Problems:
1. In the forum thread about Nvidia's review units, which two cards does one commenter say were universally panned?
2. Extend the forum thread about Nvidia's review units past its final comment.

Page extract:
╭──

Is there a deeper meaning behind this? Is it likely to imply that stock is low/late? Or do manufacturers sometimes scuttle review programs when the card underperforms expectations? Does anyone have a sense of how unusual this is and what it's likely to mean? The article does a good job reporting the facts, but doesn't offer much analysis of them.

[–] themoonisacheese 13 points 1 year ago (2 children)

They might decide to seed review units to fewer reviewers for any reason, but in the past every time they've had reviews embargo'ed until release, the card was trash. This makes sense really, if the card is good then you want people to read a review, be excited and buy a card. But if the card is bad, you want people to remain excited, buy it on release before looking at reviews.

To me, this screams that Nvidia thinks their card isn't really a compelling offering at that price point, and that reviews would point this out and negatively impact sales. Of course once the card is out you can't control reviews, so the embargo gets set at release (the reviewers still get cards early but can't talk about it).

[–] [email protected] 17 points 1 year ago (2 children)

This is definitely a PR thing. The 4060 Ti was universally panned, as was the 4060. They aren't seeding units to reviewers this time around because they know that 90% of the review is going to be pointing out that the extra 8GB of ram doesn't help a card with the same memory bandwidth as a GTX 780.

[–] [email protected] 3 points 1 year ago

I think this is the context I was missing. I haven't followed hardware developments closely enough to know that the 4060 series had a history of poor price/performance, or to extrapolate that to the likely implications here. Thanks for catching me up.

[–] [email protected] 9 points 1 year ago (1 children)

From what I read on released specs, it's pretty underwhelming for the price especially compared to the previous gen

[–] [email protected] 6 points 1 year ago

That single quote could basically capture this entire generation.

╰──

Dataset content:

╭──

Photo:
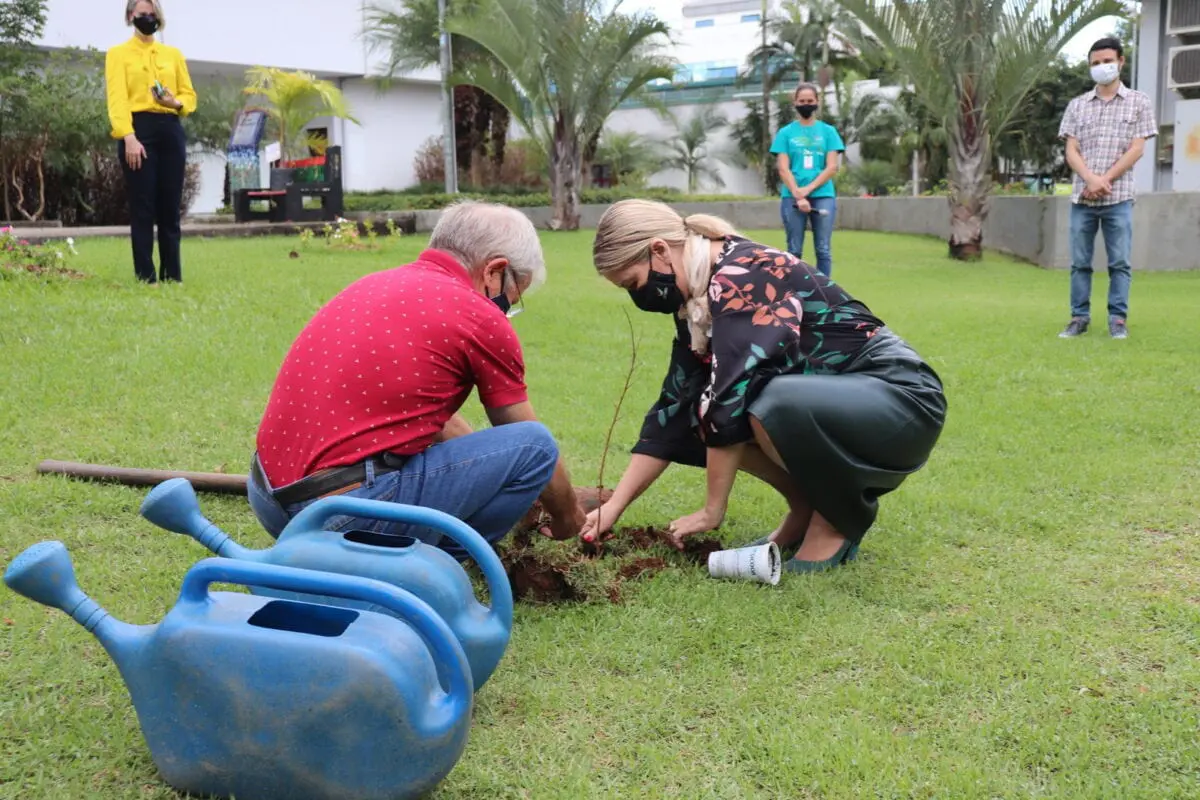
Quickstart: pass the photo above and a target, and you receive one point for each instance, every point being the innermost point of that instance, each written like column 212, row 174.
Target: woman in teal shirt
column 808, row 154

╰──

Task-by-task answers:
1. The 4060 Ti and the 4060.

2.
Praying that intel can actually drive more competition and make GPUs exciting again

[–] [email protected] -4 points 1 year ago (3 children)

I imagine it is more to do with the number of junk reviews people do. I don't watch much in the way of reviews, but just tried researching for a workstation. Most video reviews are worse reads of marketing nonsense than the company's hype image landing pages.

Looking at people doing stuff like benchmarks on CPUs that space is nonsense junk data too. I don't have a CS degree but even I know about CPUset isolation for processes, how the CPU scheduler works. The results from the way most people are running benchmarks are not well thought out or reflective of the ways software can run on the hardware.

[–] [email protected] 8 points 1 year ago

That is definitely a new and strange take. Knowing Nvidia I highly doubt that is the reason.

This is only a couple weeks after most outlets reported on the shallow fart that was the 4060 launch.

I’m almost all cases where companies restrict review units or have release day embargoes it is because they are expecting lukewarm or worse response.

I don’t think Nvidia has done anything recently to deserve such a charitable view

[–] themoonisacheese 3 points 1 year ago (1 children)

You should watch gamersNexus.

[–] [email protected] 3 points 1 year ago

I love me some Steve Burke. Especially those times where he sasses out on tech companies' terrible decisions.